What to do >>
1 > From the race report, copy out the passage that begins at the words "RTC/RTW 2021 Race" and stops after "Gavin Robinson (5)", swapping "RTC" for "the race".
2 > Answer these from the race report:
(a) Which year had the biggest field, and how many riders did it have?
(b) Who holds the record time, and what is it?
(c) Who won the women's race in 2019?

Document >>
»»
RTC/RTW 2021 Race Report #4
“daring.lion.race” Victoria Manor Hotel, Craddock
22 March 2021
Time to look at a few RTC statistics. Prior to this year’s event (the seventh RTC, the first one being held in 2015) the following is of interest:
157 unique riders have finished RTC
25 riders have done the race more than once, giving a total of 197 RTC finishes over the last 6 years.
33 riders on average do RTC each year
Biggest field was 2017 with 50 riders (38 this year)
Riders who have 3 or more finishes:
Mike Woolnough (6)
Gavin Robinson (5)
Janine Stewart (4)
Jacques Tattersall (4)
Anthony Avidon (3)
Brad vd Westhuizen (3)
Casper Venter (3)
Chris Morris (3)
Record time is held by Bruce Hughes, a phenomenal 1 day, 18 hours and 51 minutes. Around 43 hours. Only three other riders have gone under 2 days, Mike Woolnough who has done it twice, Jacques Tattersall and Alex Harris.
The equivalent of a sub 15 day finish in RASA is sub 3 days in RTC. This is roughly the equivalent of getting a silver medal at Comrades. 17 riders have managed this (10.8% of the 157 riders who have completed RTC). The following riders are members of this illustrious club:
Mike Woolnough (6 times)
Anthony Avidon (3)
Casper Venter (2)
Janine Stewart (2)
Jacques Tattersall (2)
Alex Harris (2)
Bruce Hughes, Ingrid Avidon, Charles Mansfield, Chris Mortimer, Mike Potgieter, Leon Erasmus, Fjord Jordaan, Roger Nicholson, Mark Stewart and Gavin Horton (1)
Previous winners of RTC are as follows:
o Men (and overall): Mike Woolnough (2017, 2019, 2020) Alex Harris (2015, 2016) Bruce Hughes (2018)
o Women: Janine Stewart (2015, 2016, 2018, 2020) Ingrid Avidon (2019) Rebecca Sands (2017)
««
Dataset content >>
»»
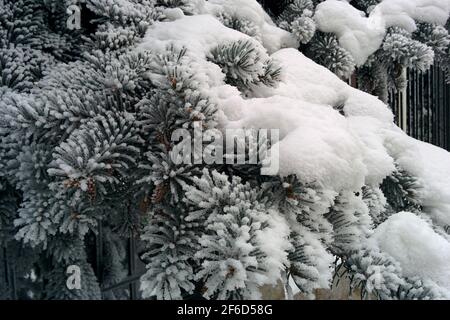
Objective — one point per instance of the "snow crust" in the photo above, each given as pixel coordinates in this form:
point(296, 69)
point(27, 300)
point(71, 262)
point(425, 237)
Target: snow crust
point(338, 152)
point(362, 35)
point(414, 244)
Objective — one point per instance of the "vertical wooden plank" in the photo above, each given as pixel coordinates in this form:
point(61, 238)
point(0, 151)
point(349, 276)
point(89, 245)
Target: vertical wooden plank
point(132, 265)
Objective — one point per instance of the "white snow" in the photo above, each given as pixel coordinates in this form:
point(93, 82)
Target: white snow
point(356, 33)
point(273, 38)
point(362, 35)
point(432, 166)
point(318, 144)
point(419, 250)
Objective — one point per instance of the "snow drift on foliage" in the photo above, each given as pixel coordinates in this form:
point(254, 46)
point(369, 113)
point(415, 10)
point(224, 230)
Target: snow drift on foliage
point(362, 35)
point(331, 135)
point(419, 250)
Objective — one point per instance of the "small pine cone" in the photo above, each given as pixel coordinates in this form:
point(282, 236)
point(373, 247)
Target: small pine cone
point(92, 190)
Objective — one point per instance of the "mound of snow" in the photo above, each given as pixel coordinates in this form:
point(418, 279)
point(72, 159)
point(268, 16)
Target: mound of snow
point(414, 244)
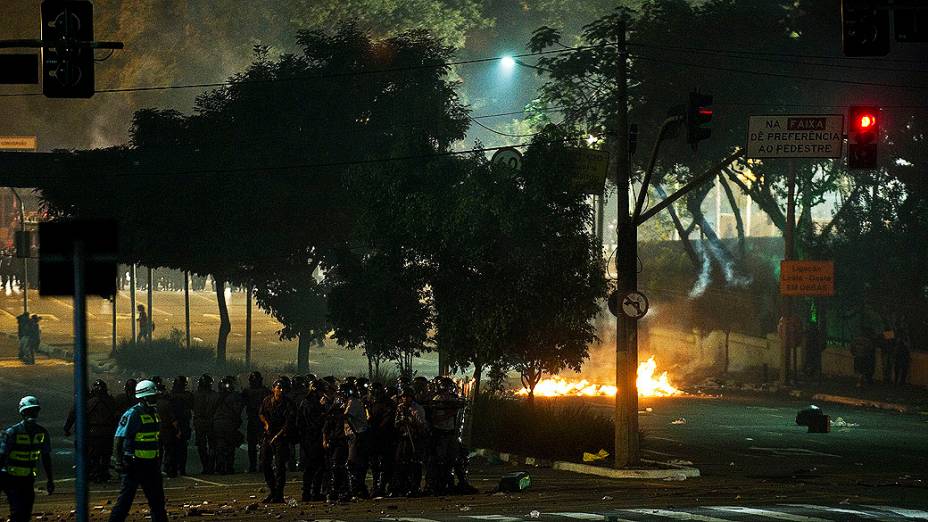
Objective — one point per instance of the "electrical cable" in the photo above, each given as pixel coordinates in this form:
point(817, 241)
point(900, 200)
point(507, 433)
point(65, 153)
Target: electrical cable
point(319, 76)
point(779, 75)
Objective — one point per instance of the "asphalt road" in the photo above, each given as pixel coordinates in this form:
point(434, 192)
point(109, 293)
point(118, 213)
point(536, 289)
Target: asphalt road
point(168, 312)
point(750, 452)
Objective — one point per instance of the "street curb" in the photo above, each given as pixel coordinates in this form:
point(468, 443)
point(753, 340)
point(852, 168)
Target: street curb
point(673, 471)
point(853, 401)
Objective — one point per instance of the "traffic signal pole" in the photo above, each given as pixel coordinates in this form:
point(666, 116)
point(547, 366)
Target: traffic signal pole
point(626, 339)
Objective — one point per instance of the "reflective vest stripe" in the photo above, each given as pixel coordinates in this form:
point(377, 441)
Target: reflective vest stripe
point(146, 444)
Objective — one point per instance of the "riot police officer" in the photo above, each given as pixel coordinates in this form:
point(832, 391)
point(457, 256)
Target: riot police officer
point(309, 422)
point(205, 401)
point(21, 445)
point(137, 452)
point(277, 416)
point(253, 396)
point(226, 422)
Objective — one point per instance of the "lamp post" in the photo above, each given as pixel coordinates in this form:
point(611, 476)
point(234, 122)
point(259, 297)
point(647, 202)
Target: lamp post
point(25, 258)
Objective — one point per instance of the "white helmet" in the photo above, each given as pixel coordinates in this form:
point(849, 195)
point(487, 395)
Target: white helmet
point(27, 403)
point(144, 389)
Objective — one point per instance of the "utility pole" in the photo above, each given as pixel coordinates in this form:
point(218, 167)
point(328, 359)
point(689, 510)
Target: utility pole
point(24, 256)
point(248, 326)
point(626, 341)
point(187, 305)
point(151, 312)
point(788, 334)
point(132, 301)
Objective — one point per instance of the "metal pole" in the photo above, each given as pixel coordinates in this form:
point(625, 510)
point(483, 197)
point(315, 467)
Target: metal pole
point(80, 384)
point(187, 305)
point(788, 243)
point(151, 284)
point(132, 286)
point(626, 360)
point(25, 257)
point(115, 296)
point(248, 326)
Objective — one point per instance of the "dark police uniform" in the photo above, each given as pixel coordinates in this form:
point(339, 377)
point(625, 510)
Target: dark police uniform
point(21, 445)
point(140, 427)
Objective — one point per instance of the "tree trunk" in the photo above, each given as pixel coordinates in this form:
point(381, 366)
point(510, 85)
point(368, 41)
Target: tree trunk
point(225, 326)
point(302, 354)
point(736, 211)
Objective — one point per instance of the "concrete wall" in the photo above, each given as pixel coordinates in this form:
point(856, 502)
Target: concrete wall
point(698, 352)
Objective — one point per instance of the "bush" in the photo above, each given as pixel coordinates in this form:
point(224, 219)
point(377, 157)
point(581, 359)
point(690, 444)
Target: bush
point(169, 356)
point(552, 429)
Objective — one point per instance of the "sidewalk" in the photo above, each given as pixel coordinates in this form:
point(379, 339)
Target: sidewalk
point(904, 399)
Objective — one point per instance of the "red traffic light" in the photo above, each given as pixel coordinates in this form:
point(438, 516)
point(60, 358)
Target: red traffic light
««
Task-by-task results >>
1 >
the race/RTW 2021 Race Report #4
“daring.lion.race” Victoria Manor Hotel, Craddock
22 March 2021
Time to look at a few the race statistics. Prior to this year’s event (the seventh the race, the first one being held in 2015) the following is of interest:
157 unique riders have finished the race
25 riders have done the race more than once, giving a total of 197 the race finishes over the last 6 years.
33 riders on average do the race each year
Biggest field was 2017 with 50 riders (38 this year)
Riders who have 3 or more finishes:
Mike Woolnough (6)
Gavin Robinson (5)

2 >
(a) 2017, with 50 riders.
(b) Bruce Hughes, with 1 day, 18 hours and 51 minutes.
(c) Ingrid Avidon.